▶ EXTRAIT CITÉ
Près d'un milliard d'euros en moins : actée le 22 février, l'annulation de crédits annoncée quelques jours plus tôt par Bruno Le Maire, ministre de l'Économie et du Budget, touche tous les ministères. « Mais particulièrement l'enseignement supérieur et la recherche (ESR) », tonne Michel Deneken, président de l'Université de Strasbourg et de l'alliance Udice. « Un message particulièrement négatif envoyé aux étudiants et aux chercheurs », dans un contexte où, au contraire, « il faut investir pour l'avenir ».

Comment avez-vous réagi à l'annonce des coupes budgétaires ?

Avec surprise et incompréhension. Cela est en contradiction totale avec le discours du chef de l'État du 7 décembre 2023 sur la recherche publique. En moins de trois mois, on est passé de l'enthousiasme, de la promesse radieuse d'une nouvelle stratégie, aux coups de rabot.

▶ DONNÉES FOURNIES
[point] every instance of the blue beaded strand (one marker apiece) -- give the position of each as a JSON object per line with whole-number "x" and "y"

▶ CE QUE VOUS FEREZ
a) Répondez à ces questions à partir de l'extrait cité :
(i) À quelle date l'annulation de crédits a-t-elle été actée ?
(ii) Quelle université Michel Deneken préside-t-il ?
(iii) De quand date le discours du chef de l'État sur la recherche publique ?
b) Modifiez le passage de l'extrait cité allant de « Comment avez-vous réagi » à « coups de rabot. » : remplacez « surprise » par « colère ».
c) Réécrivez plus brièvement le paragraphe de l'extrait cité qui commence par « Près d'un milliard d'euros en moins », en gardant ses faits principaux.

▶ CORRIGÉ DES EXERCICES
a)
(i) Le 22 février.
(ii) L'Université de Strasbourg.
(iii) Du 7 décembre 2023.

b)
Comment avez-vous réagi à l'annonce des coupes budgétaires ?

Avec colère et incompréhension. Cela est en contradiction totale avec le discours du chef de l'État du 7 décembre 2023 sur la recherche publique. En moins de trois mois, on est passé de l'enthousiasme, de la promesse radieuse d'une nouvelle stratégie, aux coups de rabot.

c) Annoncée par Bruno Le Maire, ministre de l'Économie et du Budget, et actée le 22 février, l'annulation de près d'un milliard d'euros de crédits touche tous les ministères. Elle frappe surtout l'enseignement supérieur et la recherche, selon Michel Deneken, président de l'Université de Strasbourg et de l'alliance Udice. Il y voit un message très négatif envoyé aux étudiants et aux chercheurs, alors qu'il faudrait investir pour l'avenir.